EXERCISE DETAILS: The full data, repeated exactly, is the only answer needed.
[[ EXERCISE MATERIALS, beginning ]]
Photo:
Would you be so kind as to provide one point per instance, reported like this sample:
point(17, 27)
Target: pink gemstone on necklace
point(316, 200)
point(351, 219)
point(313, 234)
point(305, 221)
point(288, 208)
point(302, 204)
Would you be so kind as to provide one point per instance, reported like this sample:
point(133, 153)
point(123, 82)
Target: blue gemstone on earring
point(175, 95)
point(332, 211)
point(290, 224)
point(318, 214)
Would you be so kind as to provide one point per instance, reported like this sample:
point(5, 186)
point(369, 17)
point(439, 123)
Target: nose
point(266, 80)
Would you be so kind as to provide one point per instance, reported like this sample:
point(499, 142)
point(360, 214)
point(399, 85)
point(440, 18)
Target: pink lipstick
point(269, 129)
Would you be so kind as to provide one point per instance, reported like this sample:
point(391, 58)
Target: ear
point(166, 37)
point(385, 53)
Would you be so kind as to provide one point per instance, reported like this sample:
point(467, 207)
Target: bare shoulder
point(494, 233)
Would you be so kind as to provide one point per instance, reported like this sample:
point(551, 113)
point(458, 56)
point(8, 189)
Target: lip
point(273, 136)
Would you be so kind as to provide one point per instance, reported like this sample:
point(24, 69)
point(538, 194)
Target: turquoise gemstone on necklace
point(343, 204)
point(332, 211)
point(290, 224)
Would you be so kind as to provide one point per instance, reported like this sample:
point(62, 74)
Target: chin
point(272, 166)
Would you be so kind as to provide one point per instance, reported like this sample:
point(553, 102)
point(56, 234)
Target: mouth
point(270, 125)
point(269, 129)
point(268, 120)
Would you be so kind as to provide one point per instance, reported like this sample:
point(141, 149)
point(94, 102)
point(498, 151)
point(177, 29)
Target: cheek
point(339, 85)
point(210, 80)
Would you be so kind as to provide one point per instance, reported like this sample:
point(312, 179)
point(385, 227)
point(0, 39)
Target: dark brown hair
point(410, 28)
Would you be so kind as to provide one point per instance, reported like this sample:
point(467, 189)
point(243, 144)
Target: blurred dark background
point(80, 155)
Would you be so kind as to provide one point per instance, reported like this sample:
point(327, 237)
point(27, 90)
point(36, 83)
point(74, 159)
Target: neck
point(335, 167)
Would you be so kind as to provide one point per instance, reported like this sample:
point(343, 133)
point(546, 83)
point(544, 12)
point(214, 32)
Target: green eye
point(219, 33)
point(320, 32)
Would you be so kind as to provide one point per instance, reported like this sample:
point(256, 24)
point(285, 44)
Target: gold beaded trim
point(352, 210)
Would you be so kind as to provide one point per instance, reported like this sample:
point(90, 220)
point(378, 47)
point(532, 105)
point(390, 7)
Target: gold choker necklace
[[ EXERCISE MATERIALS, end ]]
TASK SOLUTION:
Photo:
Would you be so kind as to provide one point per instance, reported like this sample:
point(17, 27)
Target: pink gemstone on necklace
point(316, 200)
point(351, 219)
point(313, 234)
point(305, 221)
point(288, 208)
point(302, 204)
Would you be so kind as to provide one point per instance, reported like this sample:
point(133, 153)
point(123, 82)
Target: blue gemstone on earring
point(175, 95)
point(332, 211)
point(290, 224)
point(318, 214)
Would you be so kind as to provide one point per instance, reported like this sample:
point(5, 186)
point(369, 17)
point(439, 123)
Target: nose
point(266, 80)
Would you be so kind as to provide one point per instance, reported like this sample:
point(499, 142)
point(360, 214)
point(399, 85)
point(440, 18)
Target: pink lipstick
point(269, 129)
Would you be so kind as to provide one point per instance, reported like this sample:
point(391, 58)
Target: ear
point(166, 37)
point(385, 53)
Would you be so kind as to provide one point per instance, reported like this sample:
point(467, 207)
Target: bare shoulder
point(494, 233)
Would you be so kind as to provide one point per instance, reported like this sample:
point(551, 113)
point(458, 56)
point(8, 189)
Target: lip
point(273, 136)
Would you be so kind as to provide one point per instance, reported like this sample:
point(24, 69)
point(538, 194)
Target: turquoise gemstone on necklace
point(343, 204)
point(332, 211)
point(290, 224)
Would you be so kind as to provide one point per instance, reported like this sample:
point(62, 74)
Target: chin
point(272, 166)
Would you be so kind as to provide one point per instance, reported like this sample:
point(553, 102)
point(56, 234)
Target: mouth
point(270, 125)
point(269, 129)
point(268, 120)
Would you be so kind as to provide one point per instance, reported like this sample:
point(141, 149)
point(94, 102)
point(498, 151)
point(177, 29)
Target: cheek
point(339, 85)
point(210, 80)
Would you be so kind as to provide one point per instance, reported like this sample:
point(312, 179)
point(385, 227)
point(0, 39)
Target: dark brown hair
point(410, 28)
Would you be so kind as to provide one point per instance, reported like this sample:
point(467, 189)
point(243, 144)
Target: blurred dark background
point(80, 155)
Would you be so kind as to provide one point per instance, reported like this sample:
point(327, 237)
point(27, 90)
point(36, 83)
point(74, 159)
Target: neck
point(335, 167)
Would you be so kind as to provide one point per instance, reported like this sample:
point(343, 133)
point(546, 83)
point(544, 12)
point(214, 32)
Target: green eye
point(219, 33)
point(320, 32)
Would you be so kind as to provide one point per instance, reported like this sample:
point(256, 24)
point(285, 44)
Target: gold beaded trim
point(352, 210)
Would you be so kind as to provide one point per instance, reported like this sample:
point(90, 220)
point(378, 47)
point(532, 105)
point(390, 7)
Target: gold choker necklace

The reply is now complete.